Source.
Let me give you an example. Banking applications allow you to deposit checks. They use Computer Vision for the camera to actually read the check for you, so you don't have to type in the information anymore. And clearly Computer Vision is not at the core of the banking industry. But by doing this you really can save a lot of steps for your user. They don't have to type anything in anymore.
Another thing might be that you want to just, for instance, read a QR code, or when you read a receipt. All of that may not be at the core of what you wanna do for your application, but it really makes it much easier for your users to do this by using the camera. So what APIs do we have available for Computer Vision? At the most high level part, we have VisionKit. It's the home of the VNDocumentCamera that you might have seen in Notes, or in Messages, or Mail to actually scan the document. Then we use Core Image to actually do the image processing of images, Vision for the analysis of images, and last but not least, Core ML to do the machine learning inference. Today we're gonna focus just on Core Image and Vision. But I wanna make sure that you don't just think of them as pillars that stand side by side. They can actually be nicely intertwined. I might actually want to do some image preprocessing, run it into Vision, take the results from there, feed them into Core ML, or back into Core Image to create some of the effects. Now to talk about how we want to use Core Image to preprocess images for Computer Vision, I would like to hand it over to my colleague David Hayward.

Data shown.

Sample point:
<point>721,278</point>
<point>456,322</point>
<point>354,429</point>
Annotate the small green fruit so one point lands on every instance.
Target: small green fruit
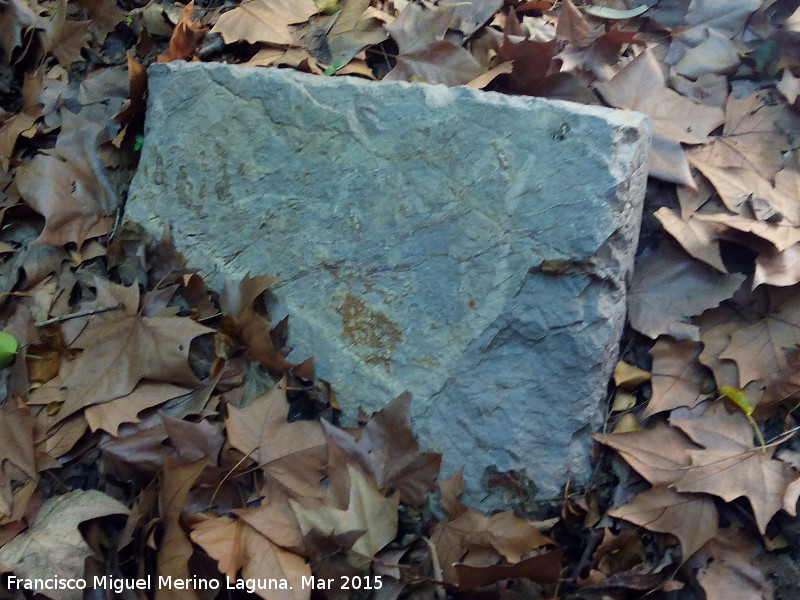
<point>8,349</point>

What to produce. Render this sentence from the excerpt on Computer Vision APIs in Spanish: "They use Computer Vision for the camera to actually read the check for you, so you don't have to type in the information anymore." The listing has no connection to the excerpt on Computer Vision APIs.

Task output. Usan la visión por computadora para que la cámara lea realmente el cheque por ti, así que ya no tienes que escribir la información.